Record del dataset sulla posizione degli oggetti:
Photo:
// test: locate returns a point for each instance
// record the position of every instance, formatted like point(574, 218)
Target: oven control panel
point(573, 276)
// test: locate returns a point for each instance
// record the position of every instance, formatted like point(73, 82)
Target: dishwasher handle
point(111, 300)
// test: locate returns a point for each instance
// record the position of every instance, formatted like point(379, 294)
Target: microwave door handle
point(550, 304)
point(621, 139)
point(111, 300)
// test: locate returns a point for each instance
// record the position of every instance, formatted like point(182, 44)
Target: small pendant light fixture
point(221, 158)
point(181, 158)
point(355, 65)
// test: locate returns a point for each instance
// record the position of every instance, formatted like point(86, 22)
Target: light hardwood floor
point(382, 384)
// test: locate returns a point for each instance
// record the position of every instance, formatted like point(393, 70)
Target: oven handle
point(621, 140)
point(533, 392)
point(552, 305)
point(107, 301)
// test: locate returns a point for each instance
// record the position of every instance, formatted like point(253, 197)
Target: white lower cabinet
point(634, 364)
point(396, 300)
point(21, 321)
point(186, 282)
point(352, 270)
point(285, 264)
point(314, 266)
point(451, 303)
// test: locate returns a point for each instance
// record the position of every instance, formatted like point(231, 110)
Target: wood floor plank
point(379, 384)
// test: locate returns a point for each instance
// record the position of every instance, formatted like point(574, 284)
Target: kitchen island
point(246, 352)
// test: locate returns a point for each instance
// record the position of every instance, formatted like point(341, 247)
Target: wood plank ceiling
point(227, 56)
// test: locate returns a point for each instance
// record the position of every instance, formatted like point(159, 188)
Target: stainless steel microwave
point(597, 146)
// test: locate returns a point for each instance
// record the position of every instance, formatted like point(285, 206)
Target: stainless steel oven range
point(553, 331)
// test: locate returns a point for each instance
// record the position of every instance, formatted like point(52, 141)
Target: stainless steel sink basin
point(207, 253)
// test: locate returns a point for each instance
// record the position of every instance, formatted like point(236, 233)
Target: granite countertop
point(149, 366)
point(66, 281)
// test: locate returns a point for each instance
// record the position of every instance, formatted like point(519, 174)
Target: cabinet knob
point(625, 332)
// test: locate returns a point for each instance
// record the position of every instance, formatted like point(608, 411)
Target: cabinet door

COMPITO RICHIESTO:
Riporti per intero l'elenco qui sopra, riga per riga, senza apportare alcuna modifica.

RISULTATO ATTESO:
Photo:
// test: locate returns a point for each instance
// record the position of every instance, formatted like point(574, 218)
Target: oven control panel
point(573, 276)
// test: locate returns a point for each instance
// record the position of every instance, formatted like point(73, 82)
Target: dishwasher handle
point(111, 300)
// test: locate returns a point for each instance
// record the position of every instance, formatted like point(379, 294)
Target: microwave door handle
point(550, 304)
point(621, 139)
point(111, 300)
// test: locate returns a point for each instance
// record the position of every instance, formatted like point(182, 44)
Target: small pendant light fixture
point(221, 158)
point(181, 158)
point(355, 65)
// test: locate returns a point for each instance
// record the position of every instance, formatted like point(86, 22)
Target: light hardwood floor
point(382, 384)
// test: locate returns a point for each instance
// record the position of every instance, formatted like point(393, 70)
Target: oven handle
point(621, 140)
point(533, 392)
point(552, 305)
point(107, 301)
// test: locate returns a point for each instance
// record the position of every instance, formatted like point(253, 197)
Target: white lower cabinet
point(634, 364)
point(396, 300)
point(21, 321)
point(186, 282)
point(352, 270)
point(285, 264)
point(314, 266)
point(451, 303)
// test: locate returns a point for each instance
// record the position of every instance, formatted like point(231, 110)
Target: wood floor plank
point(379, 384)
// test: locate returns a point for each instance
// record the position of every instance, formatted like point(574, 284)
Target: kitchen island
point(246, 352)
// test: locate returns a point for each instance
// record the position of every instance, formatted like point(341, 247)
Target: wood plank ceiling
point(227, 56)
// test: locate returns a point for each instance
// record the position of every instance, formatted like point(159, 188)
Target: stainless steel microwave
point(597, 146)
// test: locate returns a point for each instance
// record the position of every instance, formatted like point(285, 206)
Target: stainless steel oven range
point(553, 331)
// test: locate returns a point for each instance
// record the position of every instance, formatted like point(52, 141)
Target: stainless steel sink basin
point(207, 253)
// test: locate returns a point for each instance
// record the position of every instance, formatted like point(236, 233)
Target: granite countertop
point(149, 366)
point(66, 281)
// test: locate returns a point for each instance
// record the position of every instance, formatted like point(519, 174)
Target: cabinet knob
point(625, 332)
// test: locate returns a point for each instance
// record the position of every instance, formatted like point(608, 411)
Target: cabinet door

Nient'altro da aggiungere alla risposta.